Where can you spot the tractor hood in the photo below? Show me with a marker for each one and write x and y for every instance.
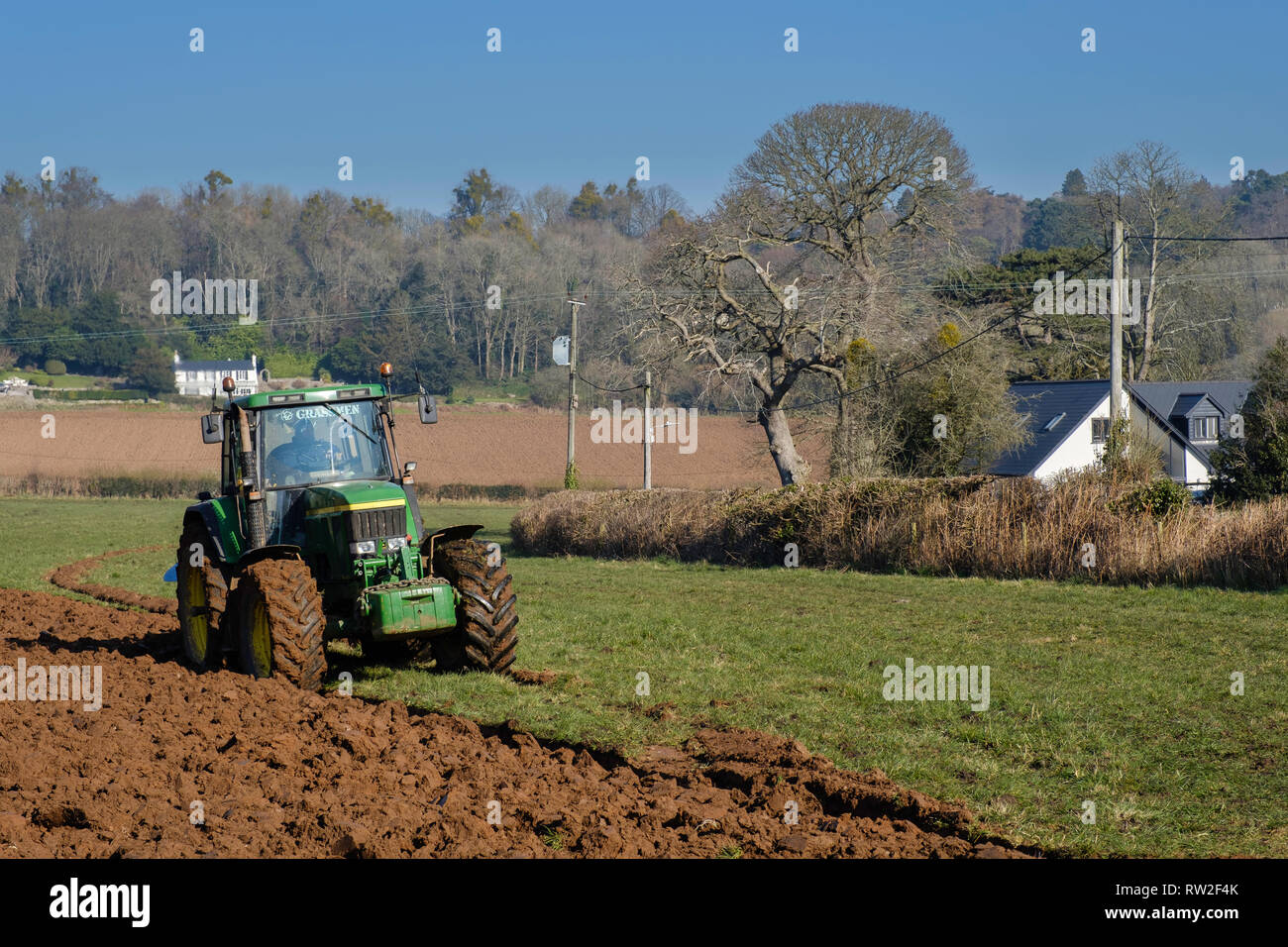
(336, 514)
(352, 495)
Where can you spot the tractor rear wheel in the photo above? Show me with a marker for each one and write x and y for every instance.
(202, 598)
(279, 622)
(484, 637)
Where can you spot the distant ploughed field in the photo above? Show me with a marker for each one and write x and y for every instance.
(476, 445)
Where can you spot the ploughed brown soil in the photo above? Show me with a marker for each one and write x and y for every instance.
(477, 445)
(281, 772)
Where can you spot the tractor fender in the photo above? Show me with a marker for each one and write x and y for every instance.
(449, 535)
(261, 553)
(204, 513)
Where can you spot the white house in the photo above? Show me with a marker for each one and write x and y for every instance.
(201, 377)
(1069, 424)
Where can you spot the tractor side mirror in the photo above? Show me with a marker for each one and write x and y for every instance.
(213, 428)
(428, 410)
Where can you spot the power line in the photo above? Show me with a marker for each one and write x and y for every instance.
(610, 390)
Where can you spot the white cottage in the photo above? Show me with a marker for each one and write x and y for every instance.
(201, 377)
(1069, 423)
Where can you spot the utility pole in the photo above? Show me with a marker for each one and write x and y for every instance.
(648, 431)
(571, 471)
(1116, 326)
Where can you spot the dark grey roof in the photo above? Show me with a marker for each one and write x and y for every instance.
(1043, 401)
(1163, 395)
(1186, 403)
(215, 367)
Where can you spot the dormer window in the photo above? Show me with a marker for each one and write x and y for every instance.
(1205, 428)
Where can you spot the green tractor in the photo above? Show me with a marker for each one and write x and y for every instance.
(317, 535)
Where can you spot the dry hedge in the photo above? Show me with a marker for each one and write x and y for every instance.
(973, 526)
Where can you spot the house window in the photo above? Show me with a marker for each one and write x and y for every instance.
(1205, 429)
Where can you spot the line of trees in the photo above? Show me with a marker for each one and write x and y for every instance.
(851, 245)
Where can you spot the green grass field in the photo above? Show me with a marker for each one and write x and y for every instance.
(1111, 694)
(40, 377)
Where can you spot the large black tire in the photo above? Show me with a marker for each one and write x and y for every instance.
(281, 628)
(484, 637)
(202, 599)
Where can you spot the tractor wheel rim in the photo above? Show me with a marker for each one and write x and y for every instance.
(261, 641)
(197, 624)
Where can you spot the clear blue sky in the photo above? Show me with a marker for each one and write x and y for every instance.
(580, 89)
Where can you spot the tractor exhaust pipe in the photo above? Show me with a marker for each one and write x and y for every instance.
(257, 526)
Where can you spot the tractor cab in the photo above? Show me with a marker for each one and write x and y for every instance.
(317, 534)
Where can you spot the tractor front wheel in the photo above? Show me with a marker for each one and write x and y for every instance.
(202, 598)
(484, 637)
(279, 622)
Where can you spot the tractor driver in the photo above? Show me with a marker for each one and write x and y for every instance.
(301, 455)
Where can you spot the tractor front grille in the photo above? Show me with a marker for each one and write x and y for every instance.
(376, 525)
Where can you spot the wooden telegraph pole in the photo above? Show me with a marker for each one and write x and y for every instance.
(1116, 326)
(571, 471)
(648, 431)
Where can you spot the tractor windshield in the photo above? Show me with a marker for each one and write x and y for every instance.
(322, 444)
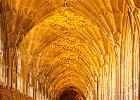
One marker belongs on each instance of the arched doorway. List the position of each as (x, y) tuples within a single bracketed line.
[(71, 94)]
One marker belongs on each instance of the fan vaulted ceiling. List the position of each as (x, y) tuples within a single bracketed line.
[(67, 42)]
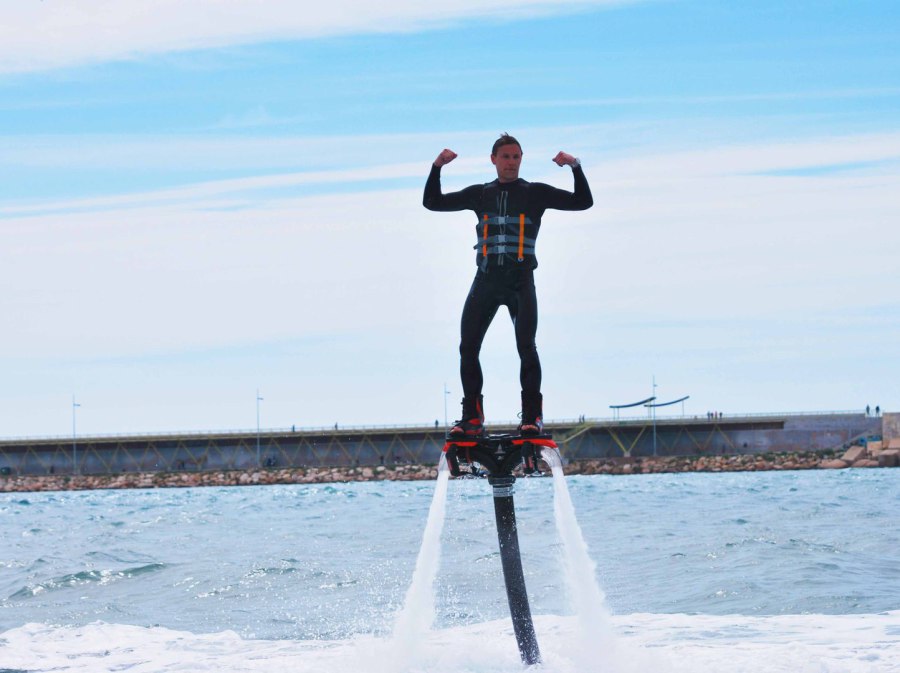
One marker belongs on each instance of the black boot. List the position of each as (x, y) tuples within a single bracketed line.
[(532, 414), (472, 422)]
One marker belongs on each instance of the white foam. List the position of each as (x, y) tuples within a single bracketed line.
[(416, 617), (690, 643)]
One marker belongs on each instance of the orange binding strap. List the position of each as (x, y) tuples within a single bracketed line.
[(521, 236)]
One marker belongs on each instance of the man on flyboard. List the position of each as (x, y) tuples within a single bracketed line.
[(509, 212)]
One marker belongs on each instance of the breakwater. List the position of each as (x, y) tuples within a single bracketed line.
[(809, 460)]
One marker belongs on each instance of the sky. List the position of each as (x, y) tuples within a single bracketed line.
[(199, 201)]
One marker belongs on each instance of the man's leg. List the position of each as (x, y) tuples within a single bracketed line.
[(478, 312), (524, 314)]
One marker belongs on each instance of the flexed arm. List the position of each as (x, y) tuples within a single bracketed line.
[(560, 199), (434, 199)]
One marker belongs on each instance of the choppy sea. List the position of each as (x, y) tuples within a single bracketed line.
[(738, 572)]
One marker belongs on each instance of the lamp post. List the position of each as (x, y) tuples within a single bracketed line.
[(258, 400), (75, 405), (653, 410), (446, 392)]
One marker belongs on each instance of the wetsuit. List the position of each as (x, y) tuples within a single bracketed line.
[(509, 219)]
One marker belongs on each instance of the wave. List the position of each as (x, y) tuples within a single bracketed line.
[(85, 577), (655, 643)]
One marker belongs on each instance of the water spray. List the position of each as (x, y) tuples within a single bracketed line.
[(500, 455)]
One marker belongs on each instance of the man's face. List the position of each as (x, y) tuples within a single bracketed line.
[(507, 161)]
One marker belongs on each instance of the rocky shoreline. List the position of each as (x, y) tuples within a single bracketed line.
[(856, 457)]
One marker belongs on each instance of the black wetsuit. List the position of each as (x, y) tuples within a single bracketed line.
[(507, 277)]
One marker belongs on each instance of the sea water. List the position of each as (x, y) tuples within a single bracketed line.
[(762, 572)]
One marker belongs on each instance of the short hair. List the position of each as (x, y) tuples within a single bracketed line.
[(504, 139)]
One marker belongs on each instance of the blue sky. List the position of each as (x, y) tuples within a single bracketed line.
[(199, 201)]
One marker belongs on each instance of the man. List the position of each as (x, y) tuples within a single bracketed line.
[(509, 212)]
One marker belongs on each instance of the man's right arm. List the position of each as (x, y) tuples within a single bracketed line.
[(434, 199)]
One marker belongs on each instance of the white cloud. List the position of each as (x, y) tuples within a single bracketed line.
[(37, 35), (670, 233), (753, 290)]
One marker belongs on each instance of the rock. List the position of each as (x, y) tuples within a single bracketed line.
[(854, 453), (865, 462), (835, 464)]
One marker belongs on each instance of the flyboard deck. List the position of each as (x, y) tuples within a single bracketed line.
[(498, 454)]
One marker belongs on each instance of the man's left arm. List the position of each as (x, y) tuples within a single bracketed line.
[(560, 199)]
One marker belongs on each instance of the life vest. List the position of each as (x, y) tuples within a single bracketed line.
[(501, 234)]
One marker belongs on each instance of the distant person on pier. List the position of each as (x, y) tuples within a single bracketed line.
[(509, 211)]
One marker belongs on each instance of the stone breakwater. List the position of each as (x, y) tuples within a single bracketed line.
[(324, 475)]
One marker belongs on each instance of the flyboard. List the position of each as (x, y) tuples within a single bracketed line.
[(500, 455)]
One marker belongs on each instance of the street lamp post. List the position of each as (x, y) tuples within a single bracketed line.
[(75, 405), (446, 392), (258, 458), (653, 409)]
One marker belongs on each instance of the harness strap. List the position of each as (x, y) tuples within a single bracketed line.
[(522, 236)]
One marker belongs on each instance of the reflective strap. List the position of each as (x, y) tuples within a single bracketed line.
[(501, 239), (521, 235), (510, 249), (506, 219)]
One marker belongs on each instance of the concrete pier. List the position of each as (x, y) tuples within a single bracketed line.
[(590, 439)]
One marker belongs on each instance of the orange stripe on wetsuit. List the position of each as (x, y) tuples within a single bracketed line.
[(521, 236)]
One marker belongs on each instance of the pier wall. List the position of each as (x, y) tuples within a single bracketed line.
[(592, 439)]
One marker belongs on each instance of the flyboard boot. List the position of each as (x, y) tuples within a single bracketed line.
[(532, 414), (471, 425)]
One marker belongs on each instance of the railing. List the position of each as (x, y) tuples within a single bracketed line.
[(413, 427)]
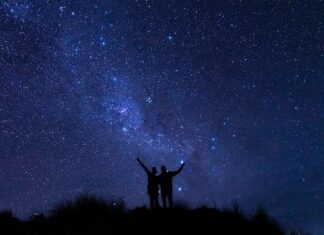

PROBLEM STATEMENT: Every line from the one containing "One marker belongs on each instance of the distant" to the final line of the records should be duplicated exactly; no picture is to be copied.

EXERCISE RESPONSE:
One marker belongs on each instance of the distant person on pier. List the position of each as (x, y) tuples within a single bracketed line.
[(509, 211)]
One marker belongs on each instance of the stone breakwater. List the position of each as (x, y) tuples within a single bracketed line.
[(324, 475)]
One marker belongs on each instance of the flyboard. List the position of each as (x, y) tuples within a single bracketed line.
[(500, 455)]
One marker belongs on each instance of the street lamp post. List the position of each as (x, y) tuples within a single bracketed line.
[(75, 405), (446, 392), (258, 458), (653, 409)]
One marker belongs on each instance of the harness strap. List the position of each as (x, y) tuples within a single bracketed line.
[(522, 236)]
One marker belongs on each instance of the reflective strap. List the position of each as (x, y) tuples within a single bracketed line.
[(501, 239), (521, 235), (510, 249), (506, 219)]
One marker belongs on each instance of the concrete pier. List the position of each as (x, y) tuples within a single bracketed line.
[(590, 439)]
One marker belongs on each instance of the orange stripe on wetsuit. List the position of each as (x, y) tuples within a single bracketed line.
[(521, 236)]
One marker belongs on each instance of the pier wall. List the position of each as (x, y) tuples within a single bracketed line.
[(592, 439)]
One marker belongs on each instance of the flyboard boot. List the position of each as (x, y) tuples within a single bracketed line.
[(532, 414), (471, 425)]
One marker belongs on each instance of the railing. List the position of each as (x, y) tuples within a single bracketed line.
[(413, 427)]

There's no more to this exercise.